The answer should contain only the lines running from the line with "tag the cow's hoof" to the end of the material, reproduced verbatim.

Given data
——

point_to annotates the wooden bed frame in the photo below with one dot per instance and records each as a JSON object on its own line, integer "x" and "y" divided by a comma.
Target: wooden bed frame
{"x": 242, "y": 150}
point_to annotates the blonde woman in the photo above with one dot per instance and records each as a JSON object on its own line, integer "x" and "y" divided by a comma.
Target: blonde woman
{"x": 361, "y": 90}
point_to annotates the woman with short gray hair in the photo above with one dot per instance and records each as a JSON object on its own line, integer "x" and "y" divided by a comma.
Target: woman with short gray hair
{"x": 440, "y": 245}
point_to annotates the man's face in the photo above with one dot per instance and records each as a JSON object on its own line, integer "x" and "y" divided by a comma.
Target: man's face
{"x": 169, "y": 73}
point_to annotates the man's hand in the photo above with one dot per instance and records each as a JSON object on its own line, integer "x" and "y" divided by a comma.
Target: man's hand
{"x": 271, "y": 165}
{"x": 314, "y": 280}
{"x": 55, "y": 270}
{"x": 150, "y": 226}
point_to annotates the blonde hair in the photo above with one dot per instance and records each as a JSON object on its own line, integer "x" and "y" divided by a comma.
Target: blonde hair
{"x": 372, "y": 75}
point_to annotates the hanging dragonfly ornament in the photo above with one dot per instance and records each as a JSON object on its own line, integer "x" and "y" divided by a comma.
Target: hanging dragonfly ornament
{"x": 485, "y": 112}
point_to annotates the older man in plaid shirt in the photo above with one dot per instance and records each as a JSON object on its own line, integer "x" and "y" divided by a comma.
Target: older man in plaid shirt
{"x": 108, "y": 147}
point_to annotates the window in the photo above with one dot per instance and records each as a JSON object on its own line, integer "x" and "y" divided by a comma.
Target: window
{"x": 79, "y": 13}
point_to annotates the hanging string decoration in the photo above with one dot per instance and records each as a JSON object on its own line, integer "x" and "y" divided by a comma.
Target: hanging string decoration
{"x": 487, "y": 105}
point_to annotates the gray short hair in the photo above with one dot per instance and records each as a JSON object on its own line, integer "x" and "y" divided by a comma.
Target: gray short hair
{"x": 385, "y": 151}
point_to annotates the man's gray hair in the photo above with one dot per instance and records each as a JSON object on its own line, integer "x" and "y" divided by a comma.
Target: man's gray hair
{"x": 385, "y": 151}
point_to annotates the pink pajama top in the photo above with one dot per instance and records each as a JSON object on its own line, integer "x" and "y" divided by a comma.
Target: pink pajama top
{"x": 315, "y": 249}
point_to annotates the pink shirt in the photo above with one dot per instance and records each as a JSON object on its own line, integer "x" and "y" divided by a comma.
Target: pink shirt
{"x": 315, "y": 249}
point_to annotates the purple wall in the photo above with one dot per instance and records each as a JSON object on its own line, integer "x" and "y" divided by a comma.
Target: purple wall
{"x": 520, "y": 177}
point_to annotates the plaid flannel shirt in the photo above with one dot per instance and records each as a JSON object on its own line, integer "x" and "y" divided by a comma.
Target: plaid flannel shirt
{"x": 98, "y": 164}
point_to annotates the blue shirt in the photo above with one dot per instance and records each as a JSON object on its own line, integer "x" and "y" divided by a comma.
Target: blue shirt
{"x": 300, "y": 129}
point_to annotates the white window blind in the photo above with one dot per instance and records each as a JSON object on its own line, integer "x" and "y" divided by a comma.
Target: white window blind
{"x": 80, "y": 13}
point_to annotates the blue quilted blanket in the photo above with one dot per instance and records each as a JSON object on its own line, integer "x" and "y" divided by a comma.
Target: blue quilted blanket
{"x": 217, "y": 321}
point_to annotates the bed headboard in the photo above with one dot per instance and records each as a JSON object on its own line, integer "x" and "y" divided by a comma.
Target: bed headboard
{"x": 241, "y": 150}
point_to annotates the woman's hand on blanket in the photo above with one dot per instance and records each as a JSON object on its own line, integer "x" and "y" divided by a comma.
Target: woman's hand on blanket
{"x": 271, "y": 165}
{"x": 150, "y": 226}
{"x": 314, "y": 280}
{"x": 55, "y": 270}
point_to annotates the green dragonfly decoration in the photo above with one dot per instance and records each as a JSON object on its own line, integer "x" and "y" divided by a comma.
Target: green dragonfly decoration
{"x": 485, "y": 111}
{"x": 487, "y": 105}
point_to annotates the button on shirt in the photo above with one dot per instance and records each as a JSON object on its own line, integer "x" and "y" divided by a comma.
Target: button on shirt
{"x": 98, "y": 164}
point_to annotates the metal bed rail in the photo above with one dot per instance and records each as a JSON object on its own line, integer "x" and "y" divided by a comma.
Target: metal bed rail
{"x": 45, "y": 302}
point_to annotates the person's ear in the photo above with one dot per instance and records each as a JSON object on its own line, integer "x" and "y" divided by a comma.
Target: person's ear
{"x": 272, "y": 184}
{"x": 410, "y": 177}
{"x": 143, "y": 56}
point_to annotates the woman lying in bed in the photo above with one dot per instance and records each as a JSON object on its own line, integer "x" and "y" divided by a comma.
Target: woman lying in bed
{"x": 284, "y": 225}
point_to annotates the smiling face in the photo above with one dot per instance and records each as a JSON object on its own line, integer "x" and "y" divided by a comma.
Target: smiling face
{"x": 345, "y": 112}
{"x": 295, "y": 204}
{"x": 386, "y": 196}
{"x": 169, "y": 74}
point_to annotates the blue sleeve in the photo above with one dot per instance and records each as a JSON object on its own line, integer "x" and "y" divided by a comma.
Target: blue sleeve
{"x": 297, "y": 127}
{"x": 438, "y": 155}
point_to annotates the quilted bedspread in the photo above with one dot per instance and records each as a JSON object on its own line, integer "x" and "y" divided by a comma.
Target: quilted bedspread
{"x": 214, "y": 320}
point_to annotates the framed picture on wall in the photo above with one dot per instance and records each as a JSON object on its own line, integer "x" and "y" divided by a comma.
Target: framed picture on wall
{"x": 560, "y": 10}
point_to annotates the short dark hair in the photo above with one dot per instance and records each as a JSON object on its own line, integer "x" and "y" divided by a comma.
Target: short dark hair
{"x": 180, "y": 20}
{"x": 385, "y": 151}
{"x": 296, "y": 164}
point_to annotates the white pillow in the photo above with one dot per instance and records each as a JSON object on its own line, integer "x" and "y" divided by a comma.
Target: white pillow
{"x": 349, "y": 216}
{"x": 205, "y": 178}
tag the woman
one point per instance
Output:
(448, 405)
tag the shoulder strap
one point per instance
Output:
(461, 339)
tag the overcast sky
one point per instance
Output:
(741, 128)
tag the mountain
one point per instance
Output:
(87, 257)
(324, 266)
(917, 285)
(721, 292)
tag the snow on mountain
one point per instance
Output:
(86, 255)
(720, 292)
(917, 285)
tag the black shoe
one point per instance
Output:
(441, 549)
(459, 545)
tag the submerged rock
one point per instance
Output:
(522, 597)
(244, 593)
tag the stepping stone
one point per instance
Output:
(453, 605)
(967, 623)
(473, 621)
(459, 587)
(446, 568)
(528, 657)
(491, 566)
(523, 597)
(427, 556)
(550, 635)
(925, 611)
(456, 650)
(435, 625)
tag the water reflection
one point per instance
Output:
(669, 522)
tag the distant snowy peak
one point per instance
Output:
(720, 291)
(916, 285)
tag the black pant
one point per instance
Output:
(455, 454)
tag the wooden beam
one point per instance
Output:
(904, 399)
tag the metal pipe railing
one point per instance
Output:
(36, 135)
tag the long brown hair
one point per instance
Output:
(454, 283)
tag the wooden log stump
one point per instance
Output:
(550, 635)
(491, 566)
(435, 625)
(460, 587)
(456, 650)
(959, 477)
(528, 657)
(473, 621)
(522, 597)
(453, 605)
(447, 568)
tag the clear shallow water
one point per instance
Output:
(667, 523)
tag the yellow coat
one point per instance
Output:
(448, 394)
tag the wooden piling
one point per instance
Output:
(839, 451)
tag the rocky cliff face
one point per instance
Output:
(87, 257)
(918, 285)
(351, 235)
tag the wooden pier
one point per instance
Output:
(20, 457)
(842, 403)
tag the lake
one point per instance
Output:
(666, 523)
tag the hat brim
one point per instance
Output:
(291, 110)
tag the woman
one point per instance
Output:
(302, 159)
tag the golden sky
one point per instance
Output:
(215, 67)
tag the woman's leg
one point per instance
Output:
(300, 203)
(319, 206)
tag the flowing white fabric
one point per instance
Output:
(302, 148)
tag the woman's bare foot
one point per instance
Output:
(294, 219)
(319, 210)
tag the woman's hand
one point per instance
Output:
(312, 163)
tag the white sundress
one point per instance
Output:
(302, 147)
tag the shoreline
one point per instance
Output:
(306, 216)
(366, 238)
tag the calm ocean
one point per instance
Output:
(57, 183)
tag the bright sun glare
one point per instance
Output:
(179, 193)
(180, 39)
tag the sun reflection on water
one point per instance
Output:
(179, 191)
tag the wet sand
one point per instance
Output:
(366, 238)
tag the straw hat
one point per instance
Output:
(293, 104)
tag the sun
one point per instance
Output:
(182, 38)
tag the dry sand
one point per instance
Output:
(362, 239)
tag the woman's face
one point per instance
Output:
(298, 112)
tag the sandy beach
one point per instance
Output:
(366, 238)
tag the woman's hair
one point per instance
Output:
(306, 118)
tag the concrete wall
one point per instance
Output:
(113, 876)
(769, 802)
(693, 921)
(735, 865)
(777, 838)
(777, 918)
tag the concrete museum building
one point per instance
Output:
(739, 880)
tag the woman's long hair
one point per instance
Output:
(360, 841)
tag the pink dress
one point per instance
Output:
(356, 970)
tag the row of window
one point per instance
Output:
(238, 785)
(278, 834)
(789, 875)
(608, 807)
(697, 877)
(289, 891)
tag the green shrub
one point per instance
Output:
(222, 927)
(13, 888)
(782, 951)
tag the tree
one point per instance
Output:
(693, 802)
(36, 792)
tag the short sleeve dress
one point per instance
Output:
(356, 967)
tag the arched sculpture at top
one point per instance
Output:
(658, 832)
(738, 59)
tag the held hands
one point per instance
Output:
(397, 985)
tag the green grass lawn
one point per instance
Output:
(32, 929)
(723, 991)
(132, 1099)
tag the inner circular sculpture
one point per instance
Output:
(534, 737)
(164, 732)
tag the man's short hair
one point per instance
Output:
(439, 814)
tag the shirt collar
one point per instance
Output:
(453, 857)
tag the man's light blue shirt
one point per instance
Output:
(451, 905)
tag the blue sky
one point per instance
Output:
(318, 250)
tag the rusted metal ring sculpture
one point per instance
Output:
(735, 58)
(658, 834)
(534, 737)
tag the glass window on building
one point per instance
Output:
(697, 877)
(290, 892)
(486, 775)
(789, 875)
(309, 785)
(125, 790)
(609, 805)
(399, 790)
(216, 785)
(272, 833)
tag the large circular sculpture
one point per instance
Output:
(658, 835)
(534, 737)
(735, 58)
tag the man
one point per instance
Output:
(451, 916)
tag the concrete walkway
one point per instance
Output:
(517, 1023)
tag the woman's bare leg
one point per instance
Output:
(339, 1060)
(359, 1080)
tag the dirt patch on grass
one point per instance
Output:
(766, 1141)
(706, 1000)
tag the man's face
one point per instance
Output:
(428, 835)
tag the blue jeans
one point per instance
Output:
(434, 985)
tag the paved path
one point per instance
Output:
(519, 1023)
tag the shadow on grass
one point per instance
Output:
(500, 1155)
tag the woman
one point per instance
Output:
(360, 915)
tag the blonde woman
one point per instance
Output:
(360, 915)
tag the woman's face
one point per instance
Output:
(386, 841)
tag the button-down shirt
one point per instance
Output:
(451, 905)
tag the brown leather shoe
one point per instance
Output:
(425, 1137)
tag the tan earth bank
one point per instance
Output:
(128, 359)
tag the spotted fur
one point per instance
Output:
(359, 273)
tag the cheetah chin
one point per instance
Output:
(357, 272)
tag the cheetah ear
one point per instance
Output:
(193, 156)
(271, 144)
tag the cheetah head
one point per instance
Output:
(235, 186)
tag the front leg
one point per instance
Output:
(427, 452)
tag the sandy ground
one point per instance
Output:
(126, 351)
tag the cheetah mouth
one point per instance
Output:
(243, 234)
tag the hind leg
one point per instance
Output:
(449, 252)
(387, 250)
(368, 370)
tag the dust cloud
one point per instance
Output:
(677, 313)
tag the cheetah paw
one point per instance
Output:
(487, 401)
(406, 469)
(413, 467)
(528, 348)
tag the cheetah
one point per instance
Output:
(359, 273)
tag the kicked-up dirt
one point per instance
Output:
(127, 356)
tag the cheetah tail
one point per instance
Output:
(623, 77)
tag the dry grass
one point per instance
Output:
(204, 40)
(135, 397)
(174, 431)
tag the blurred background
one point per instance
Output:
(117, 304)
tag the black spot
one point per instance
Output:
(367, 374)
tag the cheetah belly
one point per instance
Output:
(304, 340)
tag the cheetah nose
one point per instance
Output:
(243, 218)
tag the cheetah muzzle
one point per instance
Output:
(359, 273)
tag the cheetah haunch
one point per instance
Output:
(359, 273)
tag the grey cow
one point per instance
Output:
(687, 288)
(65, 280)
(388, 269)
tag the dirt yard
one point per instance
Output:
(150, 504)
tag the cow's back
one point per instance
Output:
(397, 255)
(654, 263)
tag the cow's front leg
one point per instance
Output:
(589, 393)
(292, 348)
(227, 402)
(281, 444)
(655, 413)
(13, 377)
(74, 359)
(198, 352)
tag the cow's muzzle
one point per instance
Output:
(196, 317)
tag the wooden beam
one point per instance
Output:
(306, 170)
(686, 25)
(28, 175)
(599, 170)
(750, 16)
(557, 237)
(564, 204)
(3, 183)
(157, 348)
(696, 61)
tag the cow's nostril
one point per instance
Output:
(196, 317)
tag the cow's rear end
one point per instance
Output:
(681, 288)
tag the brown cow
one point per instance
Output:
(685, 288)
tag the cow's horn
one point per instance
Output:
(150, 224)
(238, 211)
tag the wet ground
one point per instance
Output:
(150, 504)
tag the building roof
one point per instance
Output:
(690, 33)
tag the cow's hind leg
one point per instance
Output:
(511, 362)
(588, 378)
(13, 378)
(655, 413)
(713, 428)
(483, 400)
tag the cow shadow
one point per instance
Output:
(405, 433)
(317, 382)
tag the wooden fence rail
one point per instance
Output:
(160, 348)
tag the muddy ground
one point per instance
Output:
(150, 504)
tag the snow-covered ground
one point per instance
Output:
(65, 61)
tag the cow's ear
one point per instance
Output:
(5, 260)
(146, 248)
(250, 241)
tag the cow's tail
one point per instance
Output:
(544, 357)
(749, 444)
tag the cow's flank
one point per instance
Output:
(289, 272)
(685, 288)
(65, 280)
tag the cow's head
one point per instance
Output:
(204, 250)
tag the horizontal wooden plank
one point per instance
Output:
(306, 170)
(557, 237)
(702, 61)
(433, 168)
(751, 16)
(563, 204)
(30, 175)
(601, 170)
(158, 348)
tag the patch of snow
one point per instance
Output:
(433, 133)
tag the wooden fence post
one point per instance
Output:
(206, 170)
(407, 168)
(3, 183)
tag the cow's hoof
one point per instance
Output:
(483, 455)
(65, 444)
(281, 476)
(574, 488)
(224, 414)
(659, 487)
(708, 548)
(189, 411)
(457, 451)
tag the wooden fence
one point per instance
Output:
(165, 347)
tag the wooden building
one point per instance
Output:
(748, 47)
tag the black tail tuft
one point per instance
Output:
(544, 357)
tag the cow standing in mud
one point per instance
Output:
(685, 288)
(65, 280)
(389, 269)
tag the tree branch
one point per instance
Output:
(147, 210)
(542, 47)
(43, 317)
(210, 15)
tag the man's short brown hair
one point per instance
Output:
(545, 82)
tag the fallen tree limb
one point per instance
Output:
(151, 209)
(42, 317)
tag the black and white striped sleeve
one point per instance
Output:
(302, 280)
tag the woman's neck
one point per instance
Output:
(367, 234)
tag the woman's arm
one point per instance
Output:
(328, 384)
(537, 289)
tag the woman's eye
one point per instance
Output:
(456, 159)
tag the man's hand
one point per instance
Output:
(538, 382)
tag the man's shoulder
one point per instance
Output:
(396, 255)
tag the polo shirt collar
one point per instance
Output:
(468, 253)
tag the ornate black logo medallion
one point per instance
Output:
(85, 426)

——

Result of the task
tag the cow's hoof
one point per instance
Output:
(483, 455)
(65, 444)
(281, 476)
(574, 488)
(224, 414)
(659, 487)
(708, 548)
(189, 411)
(457, 451)
tag the wooden fence
one point per instance
Output:
(165, 347)
tag the wooden building
one point per instance
Output:
(748, 47)
tag the black tail tuft
one point per instance
Output:
(544, 357)
tag the cow standing in mud
one point per instance
Output:
(685, 288)
(65, 280)
(389, 269)
tag the tree branch
one point per instance
Output:
(147, 210)
(542, 47)
(43, 317)
(210, 15)
tag the man's short brown hair
one point per instance
Output:
(545, 82)
tag the fallen tree limb
one point per instance
Output:
(151, 209)
(42, 317)
tag the black and white striped sleeve
one point per instance
Output:
(302, 280)
tag the woman's neck
one point per instance
Output:
(367, 234)
tag the woman's arm
one point per instance
Output:
(328, 384)
(537, 289)
tag the woman's eye
one point per instance
Output:
(456, 159)
tag the man's hand
one point per instance
Output:
(538, 382)
tag the man's shoulder
one point per instance
Output:
(396, 255)
tag the polo shirt collar
one point per instance
Output:
(468, 253)
tag the ornate black logo medallion
one point per instance
Output:
(85, 426)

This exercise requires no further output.